→ PASSAGE PROVIDED:
···

Just because you’re hungry, it doesn’t mean you’re the best.

Summer Nationals

We didn’t come in 2nd often and we didn’t like it. MBA was hosting summer nationals in June and we saw this as an opportunity to show everyone that we were the best. This would require a TON of extra practices, fundraising and enormous commitment from everyone involved. But, we wanted to go and we worked our tails off to perfect the ‘show’.

The trip to Wisconsin wasn’t a fairy tale, at times it was more like a nightmare. I remember that many students got sick. Still not sure what happened. Maybe food poisoning? On the up side, We stayed in dorm rooms, which made us feel like we were royalty. Normally we stayed in a gym at a local school.

It was on this trip that we were all introduced to the Wisconsin mosquito. Those buggers were relentless. Ms. Cummerick, who worked with the colorguard, was spraying everyone with repellent. At one point I looked at my shoulder and noticed a mosquito had landed on my uniform. He bit right through that thick uniform! I thought WE were persistent and hungry, but we had nothing on those mosquitoes.

We performed our hearts out and came in 2nd again. We lost this championship by .02 of a point to a band we had never heard of before, Herscher.

Sometimes your best just isn’t good enough.


Coming up short for a second time on the National level sent shockwaves through the group. Tears were flowing and some of us were angry. Much of that anger was directed at the judging panel.

I was blessed with a great friend named Carl. Carl was a fellow trumpet player and a year older than me. This was the end of the road for his marching band experience. Carl had a way of helping me to see the bigger picture. His reaction to the results was, “They must be really good!”.

I turned that over in my head. I knew that I had performed my heart out. There was no way I could have pushed harder. I also knew that I had consistently practiced with high intensity. It was then that I knew what to do. I walked over, found a Herscher band member, looked him in the eye and said, “You guys must be incredible, because I know we were awesome!”. I can still see the look of shock on that kid’s face.

If you have worked consistently and performed at your peak but still missed the mark, suck it up and hold your head high! Don’t make excuses.

Eye of the tiger

Rocky movie music was integral to our marching band shows. We played “Going the Distance” as our closer. When Rocky III hit the theaters in 1982 we were all singing the Survivor Hit, “Eye of the Tiger”. Nothing could better describe our ’82 season. We had our eyes set on what we wanted and we were going to get it!

No one could touch us that year. I remember competing at a local show and destroying everyone. But, what impressed me most was the reaction of our director, LJ. He gathered us together after our performance so he could talk to us.

He tore us apart! We hadn’t performed up to our standards and he was furious. He told us that we were going to win that show by a large margin, but he didn’t care. We could have done a better job, so in his eyes we didn’t win or succeed at anything that day.

You can win and still lose. Winning isn’t the goal, it’s the by-product. Excellence is the goal!

Winning’s aftermath

We traveled to Johnson City Tennessee for Nationals and won. We beat our previous rival, Chesterton, by more than 3 points. The hours of work had paid off. We were the best of the best!

We loaded the buses to go home with the nationals travel trophy in the aisle of the ‘senior’ bus. LJ was seated in the front and I was close enough to hear some of the conversation surrounding him.

Someone asked, “Which band was your favorite?”. Obviously they expected him to say that this year’s band was his favorite. We had won the coveted MBA Nationals trophy. He said that he preferred last year’s band. My recollection is that he said, “Last year’s band always gave everything they had in each performance. This year’s band knew how much they needed to do to win, and that is what they gave.”

···

(Entries for bounding box labeling)
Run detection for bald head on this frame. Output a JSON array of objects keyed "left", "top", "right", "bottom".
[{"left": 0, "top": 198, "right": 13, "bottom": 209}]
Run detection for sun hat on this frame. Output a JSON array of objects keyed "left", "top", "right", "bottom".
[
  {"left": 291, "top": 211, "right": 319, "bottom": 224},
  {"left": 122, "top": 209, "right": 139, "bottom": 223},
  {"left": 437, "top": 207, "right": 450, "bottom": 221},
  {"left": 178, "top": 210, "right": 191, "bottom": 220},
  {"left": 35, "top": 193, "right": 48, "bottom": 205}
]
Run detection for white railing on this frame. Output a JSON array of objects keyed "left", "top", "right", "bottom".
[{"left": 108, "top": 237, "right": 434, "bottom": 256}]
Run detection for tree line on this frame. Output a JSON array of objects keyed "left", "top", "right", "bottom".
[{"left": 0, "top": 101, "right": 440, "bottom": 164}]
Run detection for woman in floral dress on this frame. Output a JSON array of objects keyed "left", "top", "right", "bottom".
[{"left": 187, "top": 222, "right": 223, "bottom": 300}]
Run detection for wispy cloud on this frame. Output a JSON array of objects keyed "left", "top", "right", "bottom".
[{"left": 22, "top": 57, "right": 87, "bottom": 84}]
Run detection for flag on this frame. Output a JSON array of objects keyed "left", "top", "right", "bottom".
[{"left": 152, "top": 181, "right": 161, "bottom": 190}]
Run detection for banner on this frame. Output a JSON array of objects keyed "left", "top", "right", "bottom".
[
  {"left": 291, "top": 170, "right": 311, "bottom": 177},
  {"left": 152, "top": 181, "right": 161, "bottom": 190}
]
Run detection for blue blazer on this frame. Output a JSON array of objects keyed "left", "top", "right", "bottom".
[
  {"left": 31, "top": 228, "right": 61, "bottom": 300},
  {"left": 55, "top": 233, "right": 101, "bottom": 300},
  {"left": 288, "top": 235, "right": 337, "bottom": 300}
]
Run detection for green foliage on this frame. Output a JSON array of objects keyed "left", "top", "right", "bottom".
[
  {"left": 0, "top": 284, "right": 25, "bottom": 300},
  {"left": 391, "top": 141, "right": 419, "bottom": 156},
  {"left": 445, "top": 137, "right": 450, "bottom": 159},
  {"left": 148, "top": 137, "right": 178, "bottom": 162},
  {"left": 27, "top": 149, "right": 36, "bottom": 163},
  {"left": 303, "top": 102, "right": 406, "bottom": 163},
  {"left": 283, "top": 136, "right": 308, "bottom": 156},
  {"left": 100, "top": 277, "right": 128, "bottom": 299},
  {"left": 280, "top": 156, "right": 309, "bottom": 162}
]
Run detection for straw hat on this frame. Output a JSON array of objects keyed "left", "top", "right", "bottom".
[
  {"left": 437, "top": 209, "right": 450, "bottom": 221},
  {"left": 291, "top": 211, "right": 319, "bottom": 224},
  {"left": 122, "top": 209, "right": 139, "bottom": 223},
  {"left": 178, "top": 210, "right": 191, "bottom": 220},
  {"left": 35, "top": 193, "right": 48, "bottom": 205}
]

···

→ CHALLENGE 1:
Answer these questions using the marching band passage above the records:
(a) In which state was the summer nationals trip?
(b) By what margin did the band lose to Herscher?
(c) Which rival did the band beat at Nationals in Johnson City, and by how much?
→ CHALLENGE 2: Carry the marching band passage forward, starting right after LJ's quoted remark about last year's band and this year's band.

→ EXERCISE ANSWER 1:
(a) Wisconsin
(b) .02 of a point
(c) Chesterton, by more than 3 points

→ EXERCISE ANSWER 2:
Trophies don’t mean as much when they’re easily won.


Now this is not the end. It is not even the beginning of the end. But it is, perhaps, the end of the beginning.

Winston S. Churchill

Shortly after these experiences, my school counselor asked me what I wanted to do after graduation. He thought I should go into electronics. I had taken our school’s electronics class and done well. He thought that that would be a good fit for me.

I indicated a desire to become a band director. The Norwin experience under the direction of LJ Hancock had left an indelible mark on me. I wanted to pass that experience on. My counselor told me it was a bad idea and that I wouldn’t make much money.

There is a whole lot more to life than making money!


14 responses to “Going to Nationals”

  1. Wow!! I really had a hard time reading without tearing up🎵 thank you for the memories you wrote out!! Very special time .

  2. Hello Eric! THANKS for awakening memories that had been in storage for quite some time. I was with the band at Whitewater, as was my wife. (I had consulted briefly with Mike Blazer on the wonderful drumline he developed.) We shared the exhilaration of a great performance as well as the heartbreak of the placement. Quite obviously, I’ll never forget it. It was – and shall remain – one of the fulfilling experiences of my life.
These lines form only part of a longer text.